*ÉNONCÉ A*
Résumez le texte fourni en deux phrases.
*ÉNONCÉ B*
D'après le texte fourni, quelle distance Sylvie devait-elle parcourir à pied lorsque le parking était bondé ?
*ÉNONCÉ C*
Reproduisez fidèlement l'extrait du texte fourni qui débute à « Il y a quelques » et s'étend jusqu'à « office d’ambiance sonore. ».

*TEXTE FOURNI*
----------

Sur le parking, c’est fête car une belle place l’attend, juste à côté des chariots et à moins de 20 mètres de l’entrée de du centre commerciale du Bois d’Aulne. Sylvie ne s’en souvient pas mais le nom du centre commercial fait référence à la forêt qui se tenait, jadis, en lieu et place du béton déversé par l’homme pour bâtir ce temple de la consommation. Il en reste quelques vestiges : un arbre à chaque entrée du bâtiment et un à l’intérieur de la galerie marchande.
Il y a quelques années, avant les 35 heures, Sylvie était contrainte de faire ses courses le vendredi soir ou la samedi. Le parking était alors complètement bondé et l’obligeait à une longue marche de 60 mètres, slalomant entre caddies et voitures. En tout cas, ce mardi en milieu d’après-midi, même si elle n’est pas seule dans le magasin, nous sommes loin de la cohue de la fin de journée ou du week-end. Allez, Sylvie entre dans la zone commerciale puis dans l’hypermarché derrière son caddie en plastic des plus manœuvrables. C’est alors une féerie de couleurs criardes et de lumières blanches qui s’abattent sur elles et l’interpellent, en même temps que les cliquetis des caisses font office d’ambiance sonore.
Dès les portiques passés, Sylvie est happée par les « promos » de la quinzaine. Et, comme à chaque fois, elle craque. Ce coup-ci, c’est l’Italie qui est mise à l’honneur et Sylvie dépose dans son chariot du vinaigre balsamique, de la sauce pesto et des pâtes. Tout laisse croire que ces produits proviennent directement d’Italie. La réalité est tout autre (1).
Ensuite, Sylvie chemine de rayon en rayon, selon un circuit bien rôdé. Son chariot se remplit progressivement tantôt suivant la liste qu’elle avait préparé la veille au soir, tantôt suivant les besoins qui se créent au rythme de sa déambulation. Elle n’oublie pas d’acheter le nouveau rasoir six lames de wilkingette, qui va vraiment changer la vie de son mari. De la même façon, elle choisit d’essayer un nouveau papier toilette triple épaisseur à l’odeur de menthe mais aussi un nouveau gel revivifiant et redynamisant aux micro-billes gommantes.

----------

*JEU DE DONNÉES*
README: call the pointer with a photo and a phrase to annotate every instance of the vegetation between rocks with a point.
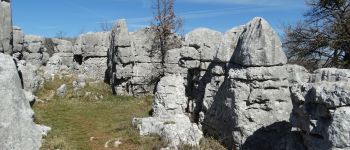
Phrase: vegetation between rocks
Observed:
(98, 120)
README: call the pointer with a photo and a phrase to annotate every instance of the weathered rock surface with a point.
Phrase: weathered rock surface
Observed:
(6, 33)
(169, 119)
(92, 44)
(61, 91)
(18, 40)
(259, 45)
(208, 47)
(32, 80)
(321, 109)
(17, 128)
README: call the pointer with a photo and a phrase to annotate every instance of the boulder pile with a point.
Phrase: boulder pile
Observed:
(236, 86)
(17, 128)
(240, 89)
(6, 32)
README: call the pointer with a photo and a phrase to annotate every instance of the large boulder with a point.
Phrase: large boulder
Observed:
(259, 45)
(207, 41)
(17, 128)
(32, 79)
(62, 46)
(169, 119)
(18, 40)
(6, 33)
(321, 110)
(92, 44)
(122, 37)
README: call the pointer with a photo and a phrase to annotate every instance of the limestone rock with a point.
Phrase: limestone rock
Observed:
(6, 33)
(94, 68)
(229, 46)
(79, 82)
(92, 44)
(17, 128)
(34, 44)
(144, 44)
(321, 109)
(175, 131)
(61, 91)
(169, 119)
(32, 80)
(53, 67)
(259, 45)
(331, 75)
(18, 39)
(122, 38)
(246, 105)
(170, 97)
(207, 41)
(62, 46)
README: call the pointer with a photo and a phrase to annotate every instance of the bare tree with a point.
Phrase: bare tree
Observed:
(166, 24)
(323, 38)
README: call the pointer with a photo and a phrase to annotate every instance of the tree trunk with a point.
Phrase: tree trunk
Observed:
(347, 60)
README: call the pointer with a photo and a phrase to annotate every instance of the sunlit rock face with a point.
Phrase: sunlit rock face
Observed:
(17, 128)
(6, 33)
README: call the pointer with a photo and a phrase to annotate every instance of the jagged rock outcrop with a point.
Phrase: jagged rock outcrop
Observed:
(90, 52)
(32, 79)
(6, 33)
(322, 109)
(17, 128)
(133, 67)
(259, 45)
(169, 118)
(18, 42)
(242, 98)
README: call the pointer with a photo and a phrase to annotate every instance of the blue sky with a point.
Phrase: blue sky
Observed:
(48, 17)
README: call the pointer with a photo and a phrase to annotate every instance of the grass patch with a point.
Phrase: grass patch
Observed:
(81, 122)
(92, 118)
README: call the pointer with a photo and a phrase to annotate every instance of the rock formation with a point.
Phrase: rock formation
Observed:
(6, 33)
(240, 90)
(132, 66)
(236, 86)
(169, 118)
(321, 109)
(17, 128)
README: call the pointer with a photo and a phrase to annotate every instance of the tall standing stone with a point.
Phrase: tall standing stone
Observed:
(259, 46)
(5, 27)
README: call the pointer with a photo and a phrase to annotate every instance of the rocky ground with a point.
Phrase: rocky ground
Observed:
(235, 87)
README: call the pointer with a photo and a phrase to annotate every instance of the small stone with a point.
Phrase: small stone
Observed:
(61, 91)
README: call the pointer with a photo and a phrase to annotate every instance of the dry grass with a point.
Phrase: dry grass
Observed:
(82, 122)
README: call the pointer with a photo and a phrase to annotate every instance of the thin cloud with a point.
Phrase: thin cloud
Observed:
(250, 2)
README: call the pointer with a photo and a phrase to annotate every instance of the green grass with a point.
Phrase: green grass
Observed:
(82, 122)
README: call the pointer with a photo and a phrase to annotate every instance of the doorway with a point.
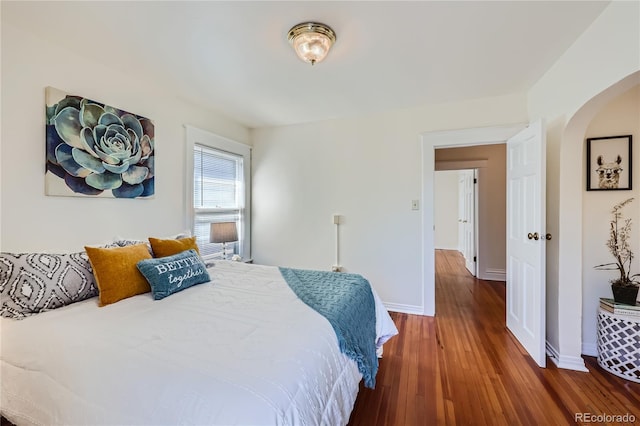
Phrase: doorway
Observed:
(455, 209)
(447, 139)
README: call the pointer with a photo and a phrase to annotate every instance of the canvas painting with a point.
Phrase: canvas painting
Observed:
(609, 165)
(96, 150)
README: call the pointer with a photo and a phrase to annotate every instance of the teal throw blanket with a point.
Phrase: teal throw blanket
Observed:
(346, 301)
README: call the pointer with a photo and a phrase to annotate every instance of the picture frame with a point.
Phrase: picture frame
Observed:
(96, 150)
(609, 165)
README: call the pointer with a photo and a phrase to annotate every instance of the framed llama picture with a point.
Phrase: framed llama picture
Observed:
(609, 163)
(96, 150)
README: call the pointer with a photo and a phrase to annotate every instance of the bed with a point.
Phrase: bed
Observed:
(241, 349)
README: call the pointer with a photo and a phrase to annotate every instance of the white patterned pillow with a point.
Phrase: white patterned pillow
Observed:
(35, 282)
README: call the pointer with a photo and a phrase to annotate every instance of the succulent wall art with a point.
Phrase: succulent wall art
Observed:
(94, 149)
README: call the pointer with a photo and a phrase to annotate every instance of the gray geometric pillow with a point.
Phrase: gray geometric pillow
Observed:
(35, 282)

----------

*RÉPONSE RÉDIGÉE A*
Un mardi après-midi, loin de la cohue du week-end, Sylvie se gare près de l'entrée du centre commercial du Bois d'Aulne, dont le nom fait référence à la forêt qui occupait jadis le site. Dans l'hypermarché, elle cède aux promotions italiennes de la quinzaine, puis parcourt les rayons en remplissant son chariot selon sa liste et les besoins qui naissent en chemin, dont un nouveau rasoir pour son mari.

*RÉPONSE RÉDIGÉE B*
60 mètres.

*RÉPONSE RÉDIGÉE C*
Il y a quelques années, avant les 35 heures, Sylvie était contrainte de faire ses courses le vendredi soir ou la samedi. Le parking était alors complètement bondé et l’obligeait à une longue marche de 60 mètres, slalomant entre caddies et voitures. En tout cas, ce mardi en milieu d’après-midi, même si elle n’est pas seule dans le magasin, nous sommes loin de la cohue de la fin de journée ou du week-end. Allez, Sylvie entre dans la zone commerciale puis dans l’hypermarché derrière son caddie en plastic des plus manœuvrables. C’est alors une féerie de couleurs criardes et de lumières blanches qui s’abattent sur elles et l’interpellent, en même temps que les cliquetis des caisses font office d’ambiance sonore.